◆ **Extract**
Overall, Henson said the best way to help your senior dog (or cat) is to set them up with a healthy diet while they are young. “We want to raise our dogs as lean as possible because that is what is going to set them up for success later in life.”

Humane Society of West Michigan’s “10 reasons to adopt a senior pet”

  1. Despite the myth, you can teach an old dog new tricks. At almost 14 years old, Tiki, one of our senior dogs, was adopted and passed her canine good citizen test.
  2. With senior pets, you see what you get. There are very few surprises in store for you when you get them home and adjusted.
  3. Senior pets are so grateful and appreciative. Most just want a soft place to relax.
  4. Older pets tend to come trained and housebroken. Your carpet and furniture will thank you!
  5. Senior pets are ready to start living their life with you immediately.
  6. Senior pets would love to binge-watch your favorite TV show with you all day long.
  7. You would be an instant hero. Many senior pets are overlooked and spend a very long time in shelters.
  8. Senior pets are less demanding and more appreciative of your time.

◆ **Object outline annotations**
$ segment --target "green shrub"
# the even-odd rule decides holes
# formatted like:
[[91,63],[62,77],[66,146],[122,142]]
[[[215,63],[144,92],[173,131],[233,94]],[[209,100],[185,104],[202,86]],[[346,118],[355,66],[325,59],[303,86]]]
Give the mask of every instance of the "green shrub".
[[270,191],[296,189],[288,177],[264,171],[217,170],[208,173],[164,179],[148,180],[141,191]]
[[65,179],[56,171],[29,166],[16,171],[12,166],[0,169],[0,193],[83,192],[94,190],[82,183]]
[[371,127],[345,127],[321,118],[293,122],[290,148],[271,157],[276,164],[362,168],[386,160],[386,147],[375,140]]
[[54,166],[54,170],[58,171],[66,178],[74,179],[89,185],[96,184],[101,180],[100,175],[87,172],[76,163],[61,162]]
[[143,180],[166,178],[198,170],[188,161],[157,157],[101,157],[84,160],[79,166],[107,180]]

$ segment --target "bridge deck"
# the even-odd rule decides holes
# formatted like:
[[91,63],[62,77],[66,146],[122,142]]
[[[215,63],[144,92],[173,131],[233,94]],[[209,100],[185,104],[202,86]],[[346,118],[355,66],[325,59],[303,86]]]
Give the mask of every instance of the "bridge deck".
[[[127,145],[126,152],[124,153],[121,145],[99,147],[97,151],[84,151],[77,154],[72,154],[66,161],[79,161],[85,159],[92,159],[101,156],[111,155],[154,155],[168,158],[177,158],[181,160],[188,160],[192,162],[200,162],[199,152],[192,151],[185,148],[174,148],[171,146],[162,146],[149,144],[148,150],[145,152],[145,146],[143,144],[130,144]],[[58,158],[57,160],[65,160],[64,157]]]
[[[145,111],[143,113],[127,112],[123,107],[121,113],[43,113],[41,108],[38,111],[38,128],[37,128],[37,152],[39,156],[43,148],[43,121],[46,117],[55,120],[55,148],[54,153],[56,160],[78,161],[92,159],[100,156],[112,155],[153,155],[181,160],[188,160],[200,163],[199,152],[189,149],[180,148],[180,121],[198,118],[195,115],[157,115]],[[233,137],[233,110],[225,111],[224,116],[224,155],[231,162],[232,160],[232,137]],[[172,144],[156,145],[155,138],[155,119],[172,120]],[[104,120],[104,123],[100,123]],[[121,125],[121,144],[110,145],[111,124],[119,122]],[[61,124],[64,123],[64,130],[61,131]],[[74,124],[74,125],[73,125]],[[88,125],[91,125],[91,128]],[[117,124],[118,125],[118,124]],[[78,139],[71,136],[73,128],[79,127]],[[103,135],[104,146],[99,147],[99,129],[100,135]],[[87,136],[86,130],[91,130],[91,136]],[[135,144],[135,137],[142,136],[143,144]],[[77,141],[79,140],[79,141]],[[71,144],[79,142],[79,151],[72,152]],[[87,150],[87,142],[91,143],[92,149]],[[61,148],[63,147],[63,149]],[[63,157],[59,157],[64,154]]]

◆ **Exercises to complete**
a) Print the senior pets passage above, starting at "Overall, Henson said" and ending at "home and adjusted.".
b) Count the lines in the rows above that contain the string "shrub", and reply with the number alone.

◆ **Results**
a)
Overall, Henson said the best way to help your senior dog (or cat) is to set them up with a healthy diet while they are young. “We want to raise our dogs as lean as possible because that is what is going to set them up for success later in life.”

Humane Society of West Michigan’s “10 reasons to adopt a senior pet”

  1. Despite the myth, you can teach an old dog new tricks. At almost 14 years old, Tiki, one of our senior dogs, was adopted and passed her canine good citizen test.
  2. With senior pets, you see what you get. There are very few surprises in store for you when you get them home and adjusted.

b) 2